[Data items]
====
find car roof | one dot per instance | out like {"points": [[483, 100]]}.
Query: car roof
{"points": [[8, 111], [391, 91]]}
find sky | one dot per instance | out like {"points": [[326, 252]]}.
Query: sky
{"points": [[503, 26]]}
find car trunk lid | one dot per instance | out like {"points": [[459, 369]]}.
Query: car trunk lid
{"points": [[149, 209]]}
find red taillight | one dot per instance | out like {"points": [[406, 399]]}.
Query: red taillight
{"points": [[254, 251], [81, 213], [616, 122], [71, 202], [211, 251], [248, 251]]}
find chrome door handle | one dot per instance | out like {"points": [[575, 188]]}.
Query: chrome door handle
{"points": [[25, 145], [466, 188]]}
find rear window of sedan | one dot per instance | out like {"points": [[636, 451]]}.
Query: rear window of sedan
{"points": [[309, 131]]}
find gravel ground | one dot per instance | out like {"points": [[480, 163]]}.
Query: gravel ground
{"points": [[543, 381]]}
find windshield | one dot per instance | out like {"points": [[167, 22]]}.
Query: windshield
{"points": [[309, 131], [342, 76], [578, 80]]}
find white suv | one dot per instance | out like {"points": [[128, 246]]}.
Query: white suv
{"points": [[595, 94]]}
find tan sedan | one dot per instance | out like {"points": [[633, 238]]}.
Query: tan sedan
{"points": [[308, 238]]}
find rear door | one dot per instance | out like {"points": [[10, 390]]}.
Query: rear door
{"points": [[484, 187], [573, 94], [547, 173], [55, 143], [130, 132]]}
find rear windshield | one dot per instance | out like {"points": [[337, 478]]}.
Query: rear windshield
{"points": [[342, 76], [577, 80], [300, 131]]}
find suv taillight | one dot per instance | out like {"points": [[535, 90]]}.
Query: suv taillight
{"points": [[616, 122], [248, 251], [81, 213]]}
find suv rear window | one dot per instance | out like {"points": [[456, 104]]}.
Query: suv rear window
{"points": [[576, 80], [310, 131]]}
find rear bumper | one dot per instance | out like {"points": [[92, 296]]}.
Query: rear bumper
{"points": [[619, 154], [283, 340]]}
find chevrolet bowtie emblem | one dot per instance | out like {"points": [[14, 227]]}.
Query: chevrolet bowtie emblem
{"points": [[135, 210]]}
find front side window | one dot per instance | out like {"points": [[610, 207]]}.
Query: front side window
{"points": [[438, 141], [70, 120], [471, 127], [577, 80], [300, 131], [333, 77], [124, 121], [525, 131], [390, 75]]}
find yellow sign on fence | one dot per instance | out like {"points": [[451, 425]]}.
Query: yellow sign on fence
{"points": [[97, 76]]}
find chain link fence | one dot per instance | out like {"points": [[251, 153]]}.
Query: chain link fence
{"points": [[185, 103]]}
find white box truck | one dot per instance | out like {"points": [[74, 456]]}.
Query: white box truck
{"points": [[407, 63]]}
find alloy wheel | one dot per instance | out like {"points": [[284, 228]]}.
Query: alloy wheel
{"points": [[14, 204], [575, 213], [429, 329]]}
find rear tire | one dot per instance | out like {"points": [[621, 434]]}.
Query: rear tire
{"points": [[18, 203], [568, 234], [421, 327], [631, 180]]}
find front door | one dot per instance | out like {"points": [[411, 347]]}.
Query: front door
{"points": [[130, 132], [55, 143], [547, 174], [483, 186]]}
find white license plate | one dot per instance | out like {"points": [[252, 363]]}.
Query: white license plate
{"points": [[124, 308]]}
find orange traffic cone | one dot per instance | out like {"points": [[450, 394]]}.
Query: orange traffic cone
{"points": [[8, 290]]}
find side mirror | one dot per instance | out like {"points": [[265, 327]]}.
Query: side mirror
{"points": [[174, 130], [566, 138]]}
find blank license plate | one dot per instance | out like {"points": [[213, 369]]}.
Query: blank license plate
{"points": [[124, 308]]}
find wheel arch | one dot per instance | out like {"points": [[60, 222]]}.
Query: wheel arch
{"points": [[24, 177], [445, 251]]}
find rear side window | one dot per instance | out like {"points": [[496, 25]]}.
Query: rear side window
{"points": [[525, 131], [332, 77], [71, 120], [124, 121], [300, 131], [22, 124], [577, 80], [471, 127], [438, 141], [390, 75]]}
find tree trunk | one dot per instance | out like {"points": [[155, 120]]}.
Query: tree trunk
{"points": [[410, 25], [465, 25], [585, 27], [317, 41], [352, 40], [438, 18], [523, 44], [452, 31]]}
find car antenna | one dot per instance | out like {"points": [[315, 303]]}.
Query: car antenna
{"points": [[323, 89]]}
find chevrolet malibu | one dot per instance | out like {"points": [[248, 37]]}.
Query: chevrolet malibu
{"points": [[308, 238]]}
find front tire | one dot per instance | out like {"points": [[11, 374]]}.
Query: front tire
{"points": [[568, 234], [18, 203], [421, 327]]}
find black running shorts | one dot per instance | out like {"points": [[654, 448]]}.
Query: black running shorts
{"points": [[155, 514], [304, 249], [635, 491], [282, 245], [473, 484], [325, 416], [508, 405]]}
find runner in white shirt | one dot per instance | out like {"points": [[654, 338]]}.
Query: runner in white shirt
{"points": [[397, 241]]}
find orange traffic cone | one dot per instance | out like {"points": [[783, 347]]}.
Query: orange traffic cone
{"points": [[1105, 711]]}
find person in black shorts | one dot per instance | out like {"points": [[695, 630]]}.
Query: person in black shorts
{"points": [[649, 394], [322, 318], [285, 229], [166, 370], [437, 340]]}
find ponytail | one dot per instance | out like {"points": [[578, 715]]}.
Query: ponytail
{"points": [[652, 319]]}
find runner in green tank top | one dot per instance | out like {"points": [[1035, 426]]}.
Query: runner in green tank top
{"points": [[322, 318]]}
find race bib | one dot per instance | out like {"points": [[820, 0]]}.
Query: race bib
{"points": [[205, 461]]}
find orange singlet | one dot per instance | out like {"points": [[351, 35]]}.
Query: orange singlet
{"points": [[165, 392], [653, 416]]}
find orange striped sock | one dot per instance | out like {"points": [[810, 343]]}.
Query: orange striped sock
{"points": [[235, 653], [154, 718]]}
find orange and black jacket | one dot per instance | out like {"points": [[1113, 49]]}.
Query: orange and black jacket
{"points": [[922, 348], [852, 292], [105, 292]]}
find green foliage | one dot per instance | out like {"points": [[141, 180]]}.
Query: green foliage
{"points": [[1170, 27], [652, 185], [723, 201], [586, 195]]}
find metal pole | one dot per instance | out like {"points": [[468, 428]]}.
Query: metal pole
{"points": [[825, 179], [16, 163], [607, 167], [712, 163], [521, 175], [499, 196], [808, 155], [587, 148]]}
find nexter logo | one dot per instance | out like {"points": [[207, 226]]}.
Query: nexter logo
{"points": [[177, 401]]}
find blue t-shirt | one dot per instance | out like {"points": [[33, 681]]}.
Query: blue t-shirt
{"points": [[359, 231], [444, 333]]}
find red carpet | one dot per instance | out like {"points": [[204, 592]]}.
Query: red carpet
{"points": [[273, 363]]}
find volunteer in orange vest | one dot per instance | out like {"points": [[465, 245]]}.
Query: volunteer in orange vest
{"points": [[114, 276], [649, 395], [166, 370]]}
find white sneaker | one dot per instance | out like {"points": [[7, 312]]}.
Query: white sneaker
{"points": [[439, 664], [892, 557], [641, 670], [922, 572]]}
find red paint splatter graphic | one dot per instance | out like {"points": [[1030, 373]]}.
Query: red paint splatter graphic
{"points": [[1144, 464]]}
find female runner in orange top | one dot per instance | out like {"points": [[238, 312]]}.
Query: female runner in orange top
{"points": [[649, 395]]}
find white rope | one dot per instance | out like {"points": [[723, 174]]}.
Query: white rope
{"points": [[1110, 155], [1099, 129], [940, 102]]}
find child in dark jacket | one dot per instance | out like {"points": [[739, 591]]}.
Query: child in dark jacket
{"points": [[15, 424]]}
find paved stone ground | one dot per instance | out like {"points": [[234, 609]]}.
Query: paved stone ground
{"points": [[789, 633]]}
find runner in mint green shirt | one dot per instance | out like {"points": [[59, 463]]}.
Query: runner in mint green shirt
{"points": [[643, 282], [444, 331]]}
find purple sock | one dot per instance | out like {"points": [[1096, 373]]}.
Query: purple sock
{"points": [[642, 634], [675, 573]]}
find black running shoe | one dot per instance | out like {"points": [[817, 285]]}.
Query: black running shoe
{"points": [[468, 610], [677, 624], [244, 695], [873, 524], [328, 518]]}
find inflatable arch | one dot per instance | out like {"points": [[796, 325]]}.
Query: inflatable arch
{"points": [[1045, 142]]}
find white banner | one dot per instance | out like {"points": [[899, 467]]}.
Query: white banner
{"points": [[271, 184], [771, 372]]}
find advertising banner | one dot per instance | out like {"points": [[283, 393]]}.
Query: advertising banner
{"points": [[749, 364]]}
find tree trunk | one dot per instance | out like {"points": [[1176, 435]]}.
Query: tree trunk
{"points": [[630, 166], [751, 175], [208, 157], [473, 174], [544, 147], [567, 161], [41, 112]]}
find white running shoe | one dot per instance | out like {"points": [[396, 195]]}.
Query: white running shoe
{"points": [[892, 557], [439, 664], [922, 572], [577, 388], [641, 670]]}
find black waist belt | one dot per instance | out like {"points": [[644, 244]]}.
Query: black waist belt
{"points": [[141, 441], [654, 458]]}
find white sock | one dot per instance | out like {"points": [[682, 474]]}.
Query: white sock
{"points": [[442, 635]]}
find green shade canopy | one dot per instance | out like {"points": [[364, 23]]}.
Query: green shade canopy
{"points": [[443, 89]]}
====
_What to produce_
Taking the entries above, write out exactly each line from the one holding "Query: red paint splatter graphic" to the one holding "find black waist", both included, and stop there.

_Task result_
Query: red paint splatter graphic
{"points": [[1144, 464]]}
find female runner in orange top | one dot per instance | out like {"points": [[238, 312]]}.
Query: female runner in orange top
{"points": [[649, 395]]}
find white rope | one dot per instance | out like {"points": [[723, 174]]}.
Query: white rope
{"points": [[1110, 155], [1099, 129], [940, 102]]}
find child in dark jacket | one dot per instance | out like {"points": [[739, 591]]}.
Query: child in dark jacket
{"points": [[15, 424]]}
find paved stone ground | one dot per instance | out like {"points": [[234, 609]]}.
Query: paved stone ground
{"points": [[789, 633]]}
find runner in mint green shirt | one dot per instance | out like {"points": [[59, 463]]}.
Query: runner in mint green shirt
{"points": [[643, 282], [444, 331]]}
find purple sock | one dot per instance | out like {"points": [[1096, 373]]}.
Query: purple sock
{"points": [[642, 634], [675, 573]]}
find black running shoe | one dot per instance | out like {"points": [[817, 285]]}.
Query: black running shoe
{"points": [[468, 610], [677, 624], [244, 695], [873, 524], [328, 518]]}
find inflatable arch | one dot per instance | out like {"points": [[796, 325]]}.
Query: inflatable arch
{"points": [[1045, 142]]}
find white banner | one dot per instance | out like {"points": [[899, 467]]}.
Query: white banner
{"points": [[271, 184], [771, 372]]}
find advertising banner | one dot per instance | out like {"points": [[283, 393]]}.
Query: advertising banner
{"points": [[749, 364]]}
find tree trunk | one dot per instance | out like {"points": [[1176, 435]]}.
Query: tree trunk
{"points": [[630, 166], [751, 175], [208, 157], [473, 174], [544, 147], [567, 161], [41, 112]]}
find white running shoe | one dot per instance | out like {"points": [[396, 195]]}.
Query: white running shoe
{"points": [[892, 557], [439, 664], [922, 572], [577, 388], [641, 670]]}
find black waist belt | one dot per instance | out like {"points": [[644, 244]]}.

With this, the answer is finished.